§ **练习任务 1**: 把所给文本中以“给定一个有”开头的那一段改写得更简短，保留其主要事实。
§ **练习任务 2**: 从记录中摘出所有含字符串“skin”的行，逐行照抄。

§ **所给文本**:
P4910 帕秋莉的手环

目录

• 人话题面
• 思路
• \(code\)

人话题面

给定一个有\(n\)个位置的环，每个位置可以填入\(1/0\)，要求不能有相邻的\(1\)

多组数据\(T\leq 10,n\leq 10^{18}\)

思路

• \(60pts\)

\(f[i][0/1]\)表示第\(i\)个位置是\(0/1\)的方案数

\(\begin{array}{l} \left\{\begin{matrix} f[i][1]=f[i-1][0]\\f[i][0]=f[i-1][1]+f[i-1][0]\end{matrix}\right.\end{array}\)

复杂度为\(O(Tn)\),期望得分\(60pts\)

• \(100pts\)

考虑矩阵优化

\(\begin{bmatrix}f_{i-1,0}&f_{i-1,1}\end{bmatrix} \times \begin{bmatrix}1&1\\1&0\end{bmatrix} = \begin{bmatrix}f_{i,0}&f_{i,1}\end{bmatrix}\)

复杂度为\(O(Tlogn)\)期望得分\(100pts\)

\(code\)

/*
@ author:pyyyyyy
-----思路------

-----debug-------

*/
#include<bits/stdc++.h>
#define int long long 
using namespace std;
const int mod=1000000007;
struct Matrix
{
	int x[2][2];
}a,b,c;
Matrix operator * (const Matrix &a,const Matrix &b)
{
	Matrix c;
	memset(c.x,0,sizeof(c.x));
	for(int k=0;k<=1;++k)
		for(int i=0;i<=1;++i)
			for(int j=0;j<=1;++j)
				c.x[i][j]=(c.x[i][j]+a.x[i][k]%mod*b.x[k][j]%mod)%mod;
			
	return c;
} 
Matrix ksm(Matrix a,int b){
	Matrix ret;
	memset(ret.x,0,sizeof(ret));
	for(int i=0;i<=1;++i) ret.x[i][i]=1;
	while(b)
	{
		if(b&1) ret=(ret*a);
		a=(a*a);
		b>>=1;
	}
	return ret;
}
int T,n;
signed main()

§ **数据清单**:
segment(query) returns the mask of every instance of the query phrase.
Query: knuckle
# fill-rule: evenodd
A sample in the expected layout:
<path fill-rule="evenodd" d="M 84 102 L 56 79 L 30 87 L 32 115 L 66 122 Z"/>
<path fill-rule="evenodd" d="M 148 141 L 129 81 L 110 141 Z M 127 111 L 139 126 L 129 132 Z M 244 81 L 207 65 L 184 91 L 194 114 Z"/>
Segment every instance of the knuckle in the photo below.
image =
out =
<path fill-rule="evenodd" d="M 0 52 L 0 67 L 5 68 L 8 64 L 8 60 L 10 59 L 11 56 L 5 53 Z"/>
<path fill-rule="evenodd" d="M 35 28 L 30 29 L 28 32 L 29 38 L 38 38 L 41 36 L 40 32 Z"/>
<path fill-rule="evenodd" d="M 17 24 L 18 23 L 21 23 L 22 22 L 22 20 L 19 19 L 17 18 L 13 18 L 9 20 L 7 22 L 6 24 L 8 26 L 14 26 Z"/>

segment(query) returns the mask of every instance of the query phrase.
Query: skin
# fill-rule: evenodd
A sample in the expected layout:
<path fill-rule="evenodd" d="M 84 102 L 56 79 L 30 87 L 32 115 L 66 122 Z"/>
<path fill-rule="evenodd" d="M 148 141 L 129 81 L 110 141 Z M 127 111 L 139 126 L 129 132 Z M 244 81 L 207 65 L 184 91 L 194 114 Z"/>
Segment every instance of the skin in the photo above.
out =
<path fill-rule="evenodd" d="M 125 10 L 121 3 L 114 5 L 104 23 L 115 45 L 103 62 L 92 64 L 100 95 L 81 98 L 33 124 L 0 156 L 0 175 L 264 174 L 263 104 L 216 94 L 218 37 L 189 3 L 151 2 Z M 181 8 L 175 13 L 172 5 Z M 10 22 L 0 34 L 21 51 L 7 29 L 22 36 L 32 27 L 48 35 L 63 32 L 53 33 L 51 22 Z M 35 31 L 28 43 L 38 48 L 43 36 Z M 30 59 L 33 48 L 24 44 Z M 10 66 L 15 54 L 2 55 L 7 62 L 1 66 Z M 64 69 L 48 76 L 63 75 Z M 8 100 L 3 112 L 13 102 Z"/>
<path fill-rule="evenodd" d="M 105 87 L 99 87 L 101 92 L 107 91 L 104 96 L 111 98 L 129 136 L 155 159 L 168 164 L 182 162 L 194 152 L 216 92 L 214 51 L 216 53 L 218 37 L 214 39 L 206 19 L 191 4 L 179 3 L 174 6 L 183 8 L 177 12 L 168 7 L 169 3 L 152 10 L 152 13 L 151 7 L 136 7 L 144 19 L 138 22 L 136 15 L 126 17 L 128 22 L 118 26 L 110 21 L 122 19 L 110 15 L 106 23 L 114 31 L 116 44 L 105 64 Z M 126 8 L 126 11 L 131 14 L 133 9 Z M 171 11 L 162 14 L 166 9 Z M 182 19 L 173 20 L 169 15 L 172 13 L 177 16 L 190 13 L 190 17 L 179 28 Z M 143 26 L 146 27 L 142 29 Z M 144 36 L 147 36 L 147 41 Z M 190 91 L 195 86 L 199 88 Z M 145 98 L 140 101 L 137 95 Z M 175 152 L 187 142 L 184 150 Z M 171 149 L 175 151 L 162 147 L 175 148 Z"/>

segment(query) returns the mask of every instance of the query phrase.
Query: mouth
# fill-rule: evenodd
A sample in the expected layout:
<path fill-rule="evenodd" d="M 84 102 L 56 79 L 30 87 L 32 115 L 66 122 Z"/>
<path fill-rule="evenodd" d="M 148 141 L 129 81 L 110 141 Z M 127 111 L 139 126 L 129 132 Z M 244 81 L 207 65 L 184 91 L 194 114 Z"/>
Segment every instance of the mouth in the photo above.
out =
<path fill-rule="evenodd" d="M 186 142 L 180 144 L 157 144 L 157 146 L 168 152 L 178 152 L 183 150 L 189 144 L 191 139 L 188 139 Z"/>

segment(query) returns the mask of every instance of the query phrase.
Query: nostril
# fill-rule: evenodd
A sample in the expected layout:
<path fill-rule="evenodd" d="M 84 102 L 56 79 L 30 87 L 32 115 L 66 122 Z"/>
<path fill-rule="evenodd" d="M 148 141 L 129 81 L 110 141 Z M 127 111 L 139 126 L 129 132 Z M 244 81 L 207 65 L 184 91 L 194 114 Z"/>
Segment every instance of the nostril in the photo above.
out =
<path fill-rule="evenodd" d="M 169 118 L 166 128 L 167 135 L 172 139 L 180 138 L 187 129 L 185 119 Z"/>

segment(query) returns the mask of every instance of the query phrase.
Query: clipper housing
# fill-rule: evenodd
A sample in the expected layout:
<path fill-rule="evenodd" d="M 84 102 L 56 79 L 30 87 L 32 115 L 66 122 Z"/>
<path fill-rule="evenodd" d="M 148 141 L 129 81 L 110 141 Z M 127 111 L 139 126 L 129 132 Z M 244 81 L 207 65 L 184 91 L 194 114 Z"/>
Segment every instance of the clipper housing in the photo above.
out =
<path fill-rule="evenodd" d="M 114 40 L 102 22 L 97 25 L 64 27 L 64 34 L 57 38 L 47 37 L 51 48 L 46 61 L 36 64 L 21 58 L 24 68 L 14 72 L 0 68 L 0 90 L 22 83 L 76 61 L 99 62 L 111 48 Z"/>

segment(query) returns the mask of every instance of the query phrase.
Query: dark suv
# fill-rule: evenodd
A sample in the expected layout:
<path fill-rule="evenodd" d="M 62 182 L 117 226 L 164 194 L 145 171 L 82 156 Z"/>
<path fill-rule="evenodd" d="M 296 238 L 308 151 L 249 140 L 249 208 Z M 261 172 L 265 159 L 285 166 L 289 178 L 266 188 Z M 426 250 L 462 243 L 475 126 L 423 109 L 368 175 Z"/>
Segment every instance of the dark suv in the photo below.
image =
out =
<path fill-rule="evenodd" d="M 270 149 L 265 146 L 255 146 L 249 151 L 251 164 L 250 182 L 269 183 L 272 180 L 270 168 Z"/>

§ **完整答案 1**: n个位置连成环，每个位置填0或1，相邻位置不能同时为1。

§ **完整答案 2**:
Query: skin
Segment every instance of the skin in the photo above.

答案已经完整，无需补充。